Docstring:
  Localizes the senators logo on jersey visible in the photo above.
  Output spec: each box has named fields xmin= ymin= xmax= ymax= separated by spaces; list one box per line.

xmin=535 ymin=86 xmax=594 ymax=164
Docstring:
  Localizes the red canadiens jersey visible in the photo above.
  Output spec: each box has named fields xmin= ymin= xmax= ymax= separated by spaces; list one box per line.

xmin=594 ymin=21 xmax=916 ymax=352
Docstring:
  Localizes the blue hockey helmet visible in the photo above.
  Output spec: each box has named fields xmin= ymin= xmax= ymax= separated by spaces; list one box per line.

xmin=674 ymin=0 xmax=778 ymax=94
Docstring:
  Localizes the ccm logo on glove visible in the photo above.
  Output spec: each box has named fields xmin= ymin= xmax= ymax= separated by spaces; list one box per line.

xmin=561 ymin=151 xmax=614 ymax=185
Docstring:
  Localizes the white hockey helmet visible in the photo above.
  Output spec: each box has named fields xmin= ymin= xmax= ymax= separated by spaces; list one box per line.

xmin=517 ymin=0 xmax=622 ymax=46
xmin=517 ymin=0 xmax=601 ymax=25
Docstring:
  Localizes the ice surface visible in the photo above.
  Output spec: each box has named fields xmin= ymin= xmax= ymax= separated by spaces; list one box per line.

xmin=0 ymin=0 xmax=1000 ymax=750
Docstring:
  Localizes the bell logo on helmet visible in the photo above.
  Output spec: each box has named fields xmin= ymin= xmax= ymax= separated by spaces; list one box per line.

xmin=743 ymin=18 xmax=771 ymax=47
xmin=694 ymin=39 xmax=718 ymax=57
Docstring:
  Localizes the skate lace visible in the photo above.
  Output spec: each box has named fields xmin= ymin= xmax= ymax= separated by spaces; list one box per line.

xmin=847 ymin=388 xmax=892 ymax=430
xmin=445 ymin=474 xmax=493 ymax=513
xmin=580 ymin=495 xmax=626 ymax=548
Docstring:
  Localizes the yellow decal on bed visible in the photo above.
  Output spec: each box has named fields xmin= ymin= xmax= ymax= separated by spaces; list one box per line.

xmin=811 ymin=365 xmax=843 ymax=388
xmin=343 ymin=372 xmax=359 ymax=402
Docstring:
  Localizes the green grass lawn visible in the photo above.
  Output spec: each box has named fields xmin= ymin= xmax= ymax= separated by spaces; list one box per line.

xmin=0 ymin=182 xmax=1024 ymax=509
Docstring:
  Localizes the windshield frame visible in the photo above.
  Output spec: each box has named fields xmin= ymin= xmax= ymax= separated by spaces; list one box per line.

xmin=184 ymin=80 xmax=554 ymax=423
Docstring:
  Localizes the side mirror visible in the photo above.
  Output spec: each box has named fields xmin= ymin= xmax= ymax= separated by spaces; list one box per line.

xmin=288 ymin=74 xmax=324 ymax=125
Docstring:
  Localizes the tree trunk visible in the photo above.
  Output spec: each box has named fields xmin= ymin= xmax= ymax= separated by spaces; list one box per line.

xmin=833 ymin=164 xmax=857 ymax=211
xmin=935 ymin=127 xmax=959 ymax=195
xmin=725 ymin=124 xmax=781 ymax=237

→ **INSTRUCTIONS TO FOLLOW**
Update the rows above by changing every "Localizes" to "Locates", keeping everything else unchanged.

→ **WRITTEN SOLUTION**
Docstring:
  Locates the senators logo on jersey visible in the photo above.
  Output spec: each box has named fields xmin= ymin= xmax= ymax= separated by spaces; list one box per line.

xmin=535 ymin=86 xmax=594 ymax=164
Docstring:
  Locates the red canadiens jersey visible in the photo above.
  Output spec: each box has named fields xmin= ymin= xmax= ymax= separated by spaces; list one box per line.

xmin=594 ymin=21 xmax=916 ymax=352
Docstring:
  Locates the blue hockey helmet visible in the photo above.
  Output spec: each box has named fields xmin= ymin= xmax= ymax= separated by spaces; list one box per line.

xmin=674 ymin=0 xmax=778 ymax=94
Docstring:
  Locates the ccm logo on glove visible in the photo above.
  Output spec: each box has named fields xmin= ymin= xmax= ymax= separated by spaces; list one box per line.

xmin=561 ymin=151 xmax=614 ymax=185
Docstring:
  Locates the white hockey helmet visible in the photo above.
  Output spec: each box has named fields xmin= ymin= xmax= ymax= separated by spaces; list one box per line.

xmin=517 ymin=0 xmax=622 ymax=46
xmin=517 ymin=0 xmax=601 ymax=25
Docstring:
  Locates the ice surface visible in the photo above.
  Output spec: each box has named fields xmin= ymin= xmax= ymax= separated by spaces; list one box per line.

xmin=0 ymin=0 xmax=1000 ymax=750
Docstring:
  Locates the bell logo on helmet visible in the photo above.
  Output spec: each box has named fields xmin= ymin= xmax= ymax= separated by spaces; list one box per line.

xmin=743 ymin=18 xmax=771 ymax=47
xmin=694 ymin=39 xmax=718 ymax=57
Docstring:
  Locates the skate lace visible in the photo above.
  Output spec: each box has named fields xmin= ymin= xmax= ymax= separated by spaces; list one box per line.

xmin=847 ymin=388 xmax=892 ymax=430
xmin=445 ymin=474 xmax=493 ymax=513
xmin=580 ymin=495 xmax=626 ymax=548
Docstring:
  Locates the yellow decal on bed visible in the photo above.
  Output spec: each box has named fields xmin= ymin= xmax= ymax= separated by spaces; list one box per line.

xmin=811 ymin=365 xmax=843 ymax=388
xmin=343 ymin=372 xmax=359 ymax=402
Docstring:
  Locates the green grass lawn visible in the photo above.
  Output spec: each box has named fields xmin= ymin= xmax= ymax= separated by spaces; list one box per line.

xmin=0 ymin=182 xmax=1024 ymax=509
Docstring:
  Locates the windshield frame visible in the photo above.
  Output spec: each box has named fields xmin= ymin= xmax= ymax= separated by spaces; list one box per line.

xmin=184 ymin=80 xmax=554 ymax=423
Docstring:
  Locates the side mirror visible in the photo above.
  Output spec: each box has named fields xmin= ymin= xmax= ymax= separated by spaces; list one box per line.

xmin=288 ymin=74 xmax=324 ymax=125
Docstring:
  Locates the tree trunk visible in the photo above.
  Output spec: each box has named fields xmin= ymin= xmax= ymax= separated by spaces; list one box per line.

xmin=833 ymin=164 xmax=857 ymax=211
xmin=935 ymin=127 xmax=959 ymax=195
xmin=725 ymin=124 xmax=781 ymax=237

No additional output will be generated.